Items from a labeling collection:
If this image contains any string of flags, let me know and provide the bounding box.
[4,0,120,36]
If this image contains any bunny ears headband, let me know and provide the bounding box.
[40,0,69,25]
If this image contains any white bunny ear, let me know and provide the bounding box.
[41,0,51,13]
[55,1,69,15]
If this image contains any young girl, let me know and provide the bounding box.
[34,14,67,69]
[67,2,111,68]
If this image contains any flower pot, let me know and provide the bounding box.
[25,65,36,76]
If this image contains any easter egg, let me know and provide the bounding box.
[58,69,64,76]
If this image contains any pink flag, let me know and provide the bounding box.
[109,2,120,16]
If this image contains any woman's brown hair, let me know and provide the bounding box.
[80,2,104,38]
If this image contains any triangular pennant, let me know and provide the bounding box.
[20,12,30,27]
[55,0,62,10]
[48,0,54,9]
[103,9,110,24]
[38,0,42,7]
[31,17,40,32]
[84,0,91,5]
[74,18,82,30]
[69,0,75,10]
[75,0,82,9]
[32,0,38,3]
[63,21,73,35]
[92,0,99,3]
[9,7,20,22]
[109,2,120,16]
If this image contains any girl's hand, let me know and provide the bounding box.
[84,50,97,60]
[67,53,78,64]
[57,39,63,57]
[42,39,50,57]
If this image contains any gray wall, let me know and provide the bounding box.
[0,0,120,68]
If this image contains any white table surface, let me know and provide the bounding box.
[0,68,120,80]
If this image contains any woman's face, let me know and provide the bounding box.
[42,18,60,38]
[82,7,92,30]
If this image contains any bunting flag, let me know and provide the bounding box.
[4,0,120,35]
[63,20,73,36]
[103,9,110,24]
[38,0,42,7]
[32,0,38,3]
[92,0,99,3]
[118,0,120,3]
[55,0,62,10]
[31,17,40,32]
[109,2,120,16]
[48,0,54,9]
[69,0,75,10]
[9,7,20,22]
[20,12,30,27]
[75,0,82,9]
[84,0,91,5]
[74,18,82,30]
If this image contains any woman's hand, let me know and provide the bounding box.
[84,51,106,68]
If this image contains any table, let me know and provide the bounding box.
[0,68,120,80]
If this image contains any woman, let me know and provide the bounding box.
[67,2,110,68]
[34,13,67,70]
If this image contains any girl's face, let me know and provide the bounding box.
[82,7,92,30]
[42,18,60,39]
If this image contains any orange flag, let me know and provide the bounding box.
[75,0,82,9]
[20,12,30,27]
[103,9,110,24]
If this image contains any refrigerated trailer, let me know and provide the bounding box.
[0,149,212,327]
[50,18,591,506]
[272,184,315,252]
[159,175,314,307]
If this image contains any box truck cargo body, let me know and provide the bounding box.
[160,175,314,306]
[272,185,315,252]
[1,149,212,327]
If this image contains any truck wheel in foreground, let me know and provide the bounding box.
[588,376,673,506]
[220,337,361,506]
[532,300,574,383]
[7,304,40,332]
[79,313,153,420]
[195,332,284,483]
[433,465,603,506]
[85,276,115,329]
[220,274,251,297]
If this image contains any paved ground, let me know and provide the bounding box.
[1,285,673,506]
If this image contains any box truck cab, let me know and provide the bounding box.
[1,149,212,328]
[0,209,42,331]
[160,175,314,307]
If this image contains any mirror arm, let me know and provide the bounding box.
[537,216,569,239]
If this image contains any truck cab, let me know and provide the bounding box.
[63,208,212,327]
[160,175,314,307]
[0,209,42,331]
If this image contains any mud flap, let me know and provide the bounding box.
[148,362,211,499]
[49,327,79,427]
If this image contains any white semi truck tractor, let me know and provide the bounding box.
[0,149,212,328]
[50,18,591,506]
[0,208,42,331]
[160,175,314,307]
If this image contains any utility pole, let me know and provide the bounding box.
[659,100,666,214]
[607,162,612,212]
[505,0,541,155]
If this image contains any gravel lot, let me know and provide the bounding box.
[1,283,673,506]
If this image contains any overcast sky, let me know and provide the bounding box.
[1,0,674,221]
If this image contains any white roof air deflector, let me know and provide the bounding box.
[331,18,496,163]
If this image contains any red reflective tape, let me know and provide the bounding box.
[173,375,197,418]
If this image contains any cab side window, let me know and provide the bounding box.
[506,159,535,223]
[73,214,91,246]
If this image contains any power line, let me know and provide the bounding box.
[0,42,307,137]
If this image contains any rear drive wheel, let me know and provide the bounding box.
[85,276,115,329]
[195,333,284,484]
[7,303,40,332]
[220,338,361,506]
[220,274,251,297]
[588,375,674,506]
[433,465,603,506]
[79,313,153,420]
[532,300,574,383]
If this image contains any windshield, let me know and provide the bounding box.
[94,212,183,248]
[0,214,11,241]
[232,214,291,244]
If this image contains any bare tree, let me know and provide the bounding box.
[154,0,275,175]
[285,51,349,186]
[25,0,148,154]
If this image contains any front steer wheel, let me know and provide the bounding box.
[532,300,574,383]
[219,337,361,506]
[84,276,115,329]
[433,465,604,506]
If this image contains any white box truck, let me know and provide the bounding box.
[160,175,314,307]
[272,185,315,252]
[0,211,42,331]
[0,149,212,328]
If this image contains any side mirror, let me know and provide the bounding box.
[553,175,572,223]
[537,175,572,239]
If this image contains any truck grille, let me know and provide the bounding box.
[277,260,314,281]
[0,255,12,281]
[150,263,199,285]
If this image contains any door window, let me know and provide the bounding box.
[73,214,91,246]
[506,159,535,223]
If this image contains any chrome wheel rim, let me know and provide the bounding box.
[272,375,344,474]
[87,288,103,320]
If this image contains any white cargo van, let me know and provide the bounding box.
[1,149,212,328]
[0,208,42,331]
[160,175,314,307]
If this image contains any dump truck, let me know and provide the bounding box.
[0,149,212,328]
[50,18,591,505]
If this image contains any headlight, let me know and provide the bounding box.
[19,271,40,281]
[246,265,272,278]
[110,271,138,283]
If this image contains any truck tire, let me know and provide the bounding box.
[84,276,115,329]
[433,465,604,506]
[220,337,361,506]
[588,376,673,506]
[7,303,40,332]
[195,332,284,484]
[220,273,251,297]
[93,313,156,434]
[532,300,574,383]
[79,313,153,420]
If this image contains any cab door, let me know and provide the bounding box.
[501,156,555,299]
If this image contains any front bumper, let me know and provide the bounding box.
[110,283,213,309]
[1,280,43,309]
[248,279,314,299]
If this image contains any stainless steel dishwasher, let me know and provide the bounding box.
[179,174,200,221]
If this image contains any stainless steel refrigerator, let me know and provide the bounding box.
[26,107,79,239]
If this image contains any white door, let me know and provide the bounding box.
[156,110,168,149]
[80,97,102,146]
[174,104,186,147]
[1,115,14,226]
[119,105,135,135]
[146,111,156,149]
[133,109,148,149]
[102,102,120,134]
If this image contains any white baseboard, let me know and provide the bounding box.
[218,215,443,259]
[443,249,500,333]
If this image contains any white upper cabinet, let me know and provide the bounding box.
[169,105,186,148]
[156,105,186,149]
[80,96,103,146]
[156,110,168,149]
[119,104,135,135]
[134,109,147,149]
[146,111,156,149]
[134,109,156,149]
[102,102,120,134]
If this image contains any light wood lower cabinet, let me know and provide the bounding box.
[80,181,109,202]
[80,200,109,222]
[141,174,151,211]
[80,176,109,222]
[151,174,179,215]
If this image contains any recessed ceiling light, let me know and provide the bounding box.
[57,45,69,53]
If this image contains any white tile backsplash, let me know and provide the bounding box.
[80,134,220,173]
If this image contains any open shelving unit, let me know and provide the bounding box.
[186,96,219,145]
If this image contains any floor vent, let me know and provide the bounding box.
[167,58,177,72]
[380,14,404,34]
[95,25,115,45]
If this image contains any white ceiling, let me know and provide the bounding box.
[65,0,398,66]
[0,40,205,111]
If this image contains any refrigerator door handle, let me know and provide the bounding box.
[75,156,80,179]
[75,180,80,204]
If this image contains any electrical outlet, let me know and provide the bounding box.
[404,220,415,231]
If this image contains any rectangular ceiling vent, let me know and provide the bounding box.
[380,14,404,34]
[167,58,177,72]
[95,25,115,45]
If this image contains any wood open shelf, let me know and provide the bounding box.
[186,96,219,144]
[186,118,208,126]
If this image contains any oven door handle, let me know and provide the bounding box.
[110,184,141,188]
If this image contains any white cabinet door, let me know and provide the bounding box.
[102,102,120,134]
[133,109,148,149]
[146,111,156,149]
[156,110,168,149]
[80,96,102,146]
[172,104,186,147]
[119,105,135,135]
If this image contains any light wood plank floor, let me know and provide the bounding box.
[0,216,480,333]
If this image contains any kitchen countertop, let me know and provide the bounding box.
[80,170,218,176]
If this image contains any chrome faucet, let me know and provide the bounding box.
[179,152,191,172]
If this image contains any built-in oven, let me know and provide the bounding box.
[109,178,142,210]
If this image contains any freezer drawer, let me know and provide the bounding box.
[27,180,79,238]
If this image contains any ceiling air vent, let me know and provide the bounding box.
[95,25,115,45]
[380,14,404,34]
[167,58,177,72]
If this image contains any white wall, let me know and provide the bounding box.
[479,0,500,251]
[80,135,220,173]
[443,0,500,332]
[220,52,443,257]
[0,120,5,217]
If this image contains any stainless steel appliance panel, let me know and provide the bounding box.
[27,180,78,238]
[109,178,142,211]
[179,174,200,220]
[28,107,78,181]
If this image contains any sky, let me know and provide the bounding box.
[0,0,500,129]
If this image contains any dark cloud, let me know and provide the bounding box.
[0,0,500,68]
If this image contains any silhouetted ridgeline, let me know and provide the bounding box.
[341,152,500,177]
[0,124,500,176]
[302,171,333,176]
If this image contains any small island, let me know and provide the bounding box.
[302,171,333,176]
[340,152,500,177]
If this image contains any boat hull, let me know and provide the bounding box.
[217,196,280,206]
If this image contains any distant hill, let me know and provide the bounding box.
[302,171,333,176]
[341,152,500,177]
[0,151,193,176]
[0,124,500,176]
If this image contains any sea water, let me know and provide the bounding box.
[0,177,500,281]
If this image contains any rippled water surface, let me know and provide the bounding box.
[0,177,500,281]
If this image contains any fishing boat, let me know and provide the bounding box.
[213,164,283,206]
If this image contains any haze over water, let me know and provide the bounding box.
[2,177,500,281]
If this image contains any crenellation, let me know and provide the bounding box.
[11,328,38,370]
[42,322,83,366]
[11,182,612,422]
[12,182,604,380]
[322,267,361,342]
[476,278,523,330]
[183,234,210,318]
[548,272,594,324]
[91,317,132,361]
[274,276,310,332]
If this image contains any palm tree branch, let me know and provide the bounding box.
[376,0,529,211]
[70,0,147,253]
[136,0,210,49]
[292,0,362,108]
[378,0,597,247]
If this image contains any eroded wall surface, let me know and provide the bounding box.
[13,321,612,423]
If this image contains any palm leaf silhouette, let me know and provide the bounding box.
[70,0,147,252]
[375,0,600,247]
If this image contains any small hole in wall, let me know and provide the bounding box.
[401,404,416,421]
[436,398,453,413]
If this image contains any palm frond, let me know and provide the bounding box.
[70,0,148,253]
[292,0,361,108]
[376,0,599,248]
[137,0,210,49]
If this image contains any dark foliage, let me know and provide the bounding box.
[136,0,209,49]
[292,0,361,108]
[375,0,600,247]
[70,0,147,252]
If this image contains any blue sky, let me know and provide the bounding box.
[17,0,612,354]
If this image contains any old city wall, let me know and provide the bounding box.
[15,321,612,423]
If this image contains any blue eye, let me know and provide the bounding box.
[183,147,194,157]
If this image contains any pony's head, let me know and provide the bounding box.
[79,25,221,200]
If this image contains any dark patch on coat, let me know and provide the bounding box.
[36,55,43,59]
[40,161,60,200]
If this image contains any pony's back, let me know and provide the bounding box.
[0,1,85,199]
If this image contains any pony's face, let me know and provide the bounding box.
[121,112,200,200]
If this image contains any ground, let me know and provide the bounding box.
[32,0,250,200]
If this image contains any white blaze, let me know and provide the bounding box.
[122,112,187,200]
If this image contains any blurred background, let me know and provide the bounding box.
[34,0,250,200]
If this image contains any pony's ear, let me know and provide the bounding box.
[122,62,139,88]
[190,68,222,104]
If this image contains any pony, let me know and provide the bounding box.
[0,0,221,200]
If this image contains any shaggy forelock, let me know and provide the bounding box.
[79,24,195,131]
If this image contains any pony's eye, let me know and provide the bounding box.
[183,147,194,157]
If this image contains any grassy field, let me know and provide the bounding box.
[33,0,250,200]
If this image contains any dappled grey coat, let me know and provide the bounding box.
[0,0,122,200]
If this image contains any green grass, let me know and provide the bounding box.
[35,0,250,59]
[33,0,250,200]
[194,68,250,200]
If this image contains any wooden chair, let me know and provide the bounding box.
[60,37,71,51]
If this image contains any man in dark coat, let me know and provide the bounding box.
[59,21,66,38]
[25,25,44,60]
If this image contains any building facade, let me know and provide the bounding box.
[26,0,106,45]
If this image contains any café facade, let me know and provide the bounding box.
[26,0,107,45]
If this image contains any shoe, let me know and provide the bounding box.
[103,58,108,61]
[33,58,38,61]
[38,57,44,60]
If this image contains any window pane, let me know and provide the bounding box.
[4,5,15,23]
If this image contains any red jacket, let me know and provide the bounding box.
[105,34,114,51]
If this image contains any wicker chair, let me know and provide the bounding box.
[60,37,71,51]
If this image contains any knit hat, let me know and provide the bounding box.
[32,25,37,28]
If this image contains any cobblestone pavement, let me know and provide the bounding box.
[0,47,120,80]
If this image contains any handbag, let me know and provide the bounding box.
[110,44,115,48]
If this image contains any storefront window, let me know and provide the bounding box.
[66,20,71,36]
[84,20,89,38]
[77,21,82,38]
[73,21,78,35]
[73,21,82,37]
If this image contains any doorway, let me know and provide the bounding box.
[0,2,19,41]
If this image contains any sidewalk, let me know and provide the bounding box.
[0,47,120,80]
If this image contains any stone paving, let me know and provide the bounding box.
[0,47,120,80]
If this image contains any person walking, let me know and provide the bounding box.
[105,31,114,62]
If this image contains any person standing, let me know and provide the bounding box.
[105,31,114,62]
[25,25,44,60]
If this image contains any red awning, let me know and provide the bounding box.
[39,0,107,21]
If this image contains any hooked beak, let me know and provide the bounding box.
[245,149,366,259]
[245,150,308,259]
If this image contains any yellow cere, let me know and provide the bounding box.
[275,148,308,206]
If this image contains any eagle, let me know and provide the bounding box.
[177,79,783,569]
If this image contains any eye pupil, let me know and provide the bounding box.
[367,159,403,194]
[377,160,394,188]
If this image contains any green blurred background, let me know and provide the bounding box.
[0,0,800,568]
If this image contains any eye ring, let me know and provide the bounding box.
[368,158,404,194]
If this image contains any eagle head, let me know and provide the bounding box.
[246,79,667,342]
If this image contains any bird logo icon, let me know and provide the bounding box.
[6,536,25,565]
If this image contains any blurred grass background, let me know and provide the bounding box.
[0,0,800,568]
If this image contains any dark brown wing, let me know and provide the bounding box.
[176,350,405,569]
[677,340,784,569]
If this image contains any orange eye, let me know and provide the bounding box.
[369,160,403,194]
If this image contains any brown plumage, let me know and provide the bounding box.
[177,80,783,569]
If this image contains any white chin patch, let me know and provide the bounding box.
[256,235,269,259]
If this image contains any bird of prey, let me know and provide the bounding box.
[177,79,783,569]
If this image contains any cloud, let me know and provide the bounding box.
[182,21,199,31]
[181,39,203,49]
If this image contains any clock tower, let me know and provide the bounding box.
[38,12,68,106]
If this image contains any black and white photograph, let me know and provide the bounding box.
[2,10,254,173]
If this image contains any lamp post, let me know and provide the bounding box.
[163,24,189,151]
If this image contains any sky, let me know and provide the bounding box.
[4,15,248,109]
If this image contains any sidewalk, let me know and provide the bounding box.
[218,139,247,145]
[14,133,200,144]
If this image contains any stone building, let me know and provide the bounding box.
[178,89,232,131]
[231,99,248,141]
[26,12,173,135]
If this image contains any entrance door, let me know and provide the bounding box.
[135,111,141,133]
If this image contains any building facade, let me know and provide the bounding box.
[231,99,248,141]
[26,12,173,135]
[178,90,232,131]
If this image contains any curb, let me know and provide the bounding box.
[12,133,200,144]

> **Problem to work on**
Rewrite the entries from the beginning through the line containing "[55,1,69,15]", inclusive, substituting "tell me" for "let me know" and leaving everything else unchanged.

> **Final result**
If this image contains any string of flags, tell me and provide the bounding box.
[4,0,120,36]
If this image contains any bunny ears headband, tell me and provide the bounding box.
[40,0,69,25]
If this image contains any white bunny ear, tell me and provide the bounding box.
[41,0,51,13]
[55,1,69,15]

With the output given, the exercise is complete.